◆ **EXERCISE DETAILS**: Exactly reproduce the lines beginning with the line that includes "target | brick building" and ending with the last line of the data.

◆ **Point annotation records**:
[BEGIN]

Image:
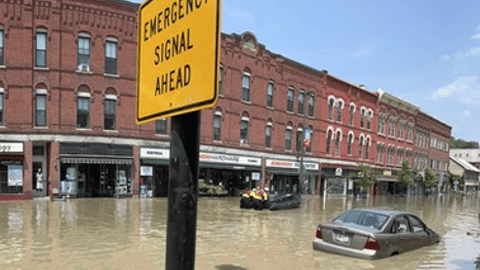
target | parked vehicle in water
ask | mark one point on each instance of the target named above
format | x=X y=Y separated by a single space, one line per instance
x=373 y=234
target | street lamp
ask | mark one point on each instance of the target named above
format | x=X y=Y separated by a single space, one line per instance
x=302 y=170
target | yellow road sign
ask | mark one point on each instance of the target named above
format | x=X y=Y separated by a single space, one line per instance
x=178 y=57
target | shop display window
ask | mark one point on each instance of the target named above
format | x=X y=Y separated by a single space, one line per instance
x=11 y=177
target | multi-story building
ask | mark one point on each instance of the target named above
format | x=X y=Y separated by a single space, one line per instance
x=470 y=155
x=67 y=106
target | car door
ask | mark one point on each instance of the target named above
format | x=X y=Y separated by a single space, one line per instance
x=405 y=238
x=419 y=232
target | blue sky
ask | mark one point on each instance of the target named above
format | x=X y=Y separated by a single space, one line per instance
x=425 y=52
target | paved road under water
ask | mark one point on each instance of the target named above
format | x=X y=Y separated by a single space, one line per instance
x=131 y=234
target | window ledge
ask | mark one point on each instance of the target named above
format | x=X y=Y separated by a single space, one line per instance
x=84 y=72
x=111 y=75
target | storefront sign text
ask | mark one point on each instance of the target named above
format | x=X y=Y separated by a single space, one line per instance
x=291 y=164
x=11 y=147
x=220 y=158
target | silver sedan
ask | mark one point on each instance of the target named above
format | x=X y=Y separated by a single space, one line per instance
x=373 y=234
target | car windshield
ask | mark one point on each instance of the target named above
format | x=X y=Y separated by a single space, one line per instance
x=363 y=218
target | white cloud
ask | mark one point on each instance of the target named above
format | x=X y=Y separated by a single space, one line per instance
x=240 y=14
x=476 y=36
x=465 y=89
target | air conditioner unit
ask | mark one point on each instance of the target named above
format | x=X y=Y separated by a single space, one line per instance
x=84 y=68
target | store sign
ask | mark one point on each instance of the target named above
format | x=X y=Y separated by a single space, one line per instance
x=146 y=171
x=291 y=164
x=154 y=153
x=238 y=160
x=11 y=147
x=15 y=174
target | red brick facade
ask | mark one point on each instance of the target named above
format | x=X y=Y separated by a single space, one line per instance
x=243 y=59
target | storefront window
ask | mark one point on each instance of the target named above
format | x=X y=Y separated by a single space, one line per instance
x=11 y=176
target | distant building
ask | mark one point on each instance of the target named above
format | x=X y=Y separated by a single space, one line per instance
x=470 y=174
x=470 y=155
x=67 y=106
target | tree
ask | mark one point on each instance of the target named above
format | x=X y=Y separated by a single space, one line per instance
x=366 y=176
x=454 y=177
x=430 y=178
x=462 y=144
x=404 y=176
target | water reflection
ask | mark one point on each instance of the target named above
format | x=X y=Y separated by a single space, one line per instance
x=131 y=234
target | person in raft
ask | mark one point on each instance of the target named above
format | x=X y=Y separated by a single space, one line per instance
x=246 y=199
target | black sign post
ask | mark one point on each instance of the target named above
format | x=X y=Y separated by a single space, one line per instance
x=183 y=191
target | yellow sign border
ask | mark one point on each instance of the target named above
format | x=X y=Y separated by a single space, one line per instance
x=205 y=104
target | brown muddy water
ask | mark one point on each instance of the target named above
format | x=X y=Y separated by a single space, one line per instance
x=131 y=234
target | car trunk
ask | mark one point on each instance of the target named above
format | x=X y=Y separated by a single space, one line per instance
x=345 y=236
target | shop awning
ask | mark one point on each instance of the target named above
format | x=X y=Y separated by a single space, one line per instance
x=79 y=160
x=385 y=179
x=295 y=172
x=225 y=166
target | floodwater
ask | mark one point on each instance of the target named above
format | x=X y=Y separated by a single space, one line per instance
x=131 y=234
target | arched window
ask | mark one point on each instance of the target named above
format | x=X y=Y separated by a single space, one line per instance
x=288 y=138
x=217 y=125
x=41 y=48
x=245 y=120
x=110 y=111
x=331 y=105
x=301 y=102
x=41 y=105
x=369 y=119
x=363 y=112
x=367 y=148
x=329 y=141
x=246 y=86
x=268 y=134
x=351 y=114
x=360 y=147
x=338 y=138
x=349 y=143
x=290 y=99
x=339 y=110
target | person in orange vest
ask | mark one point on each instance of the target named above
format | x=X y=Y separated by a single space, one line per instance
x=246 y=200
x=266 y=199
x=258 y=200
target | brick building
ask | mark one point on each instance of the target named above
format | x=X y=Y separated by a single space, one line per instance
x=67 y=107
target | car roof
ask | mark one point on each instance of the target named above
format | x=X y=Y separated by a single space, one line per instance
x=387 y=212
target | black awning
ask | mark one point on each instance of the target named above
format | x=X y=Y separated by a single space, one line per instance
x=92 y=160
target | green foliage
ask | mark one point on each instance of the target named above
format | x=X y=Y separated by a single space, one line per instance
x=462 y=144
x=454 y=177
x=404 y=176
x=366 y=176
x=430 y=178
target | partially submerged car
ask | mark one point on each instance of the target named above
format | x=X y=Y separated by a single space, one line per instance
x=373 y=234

[END]

◆ **CORRECT ANSWER**:
target | brick building
ask | mark one point on each instance of the target named above
format | x=X y=Y separated by a single space, one line per instance
x=67 y=107
target | car roof
ask | mark one point on each instance of the target named above
format | x=X y=Y separated by a single space, one line per instance
x=387 y=212
target | black awning
ask | mark one point on each instance of the target named above
format | x=X y=Y separated by a single space, one line per instance
x=92 y=160
target | green foliage
ask | mark one point on each instance of the target named above
format | x=X y=Y separated by a single space, one line per instance
x=462 y=144
x=454 y=177
x=404 y=176
x=366 y=176
x=430 y=178
target | partially submerged car
ask | mark one point on each instance of the target named above
format | x=X y=Y separated by a single space, one line per instance
x=373 y=234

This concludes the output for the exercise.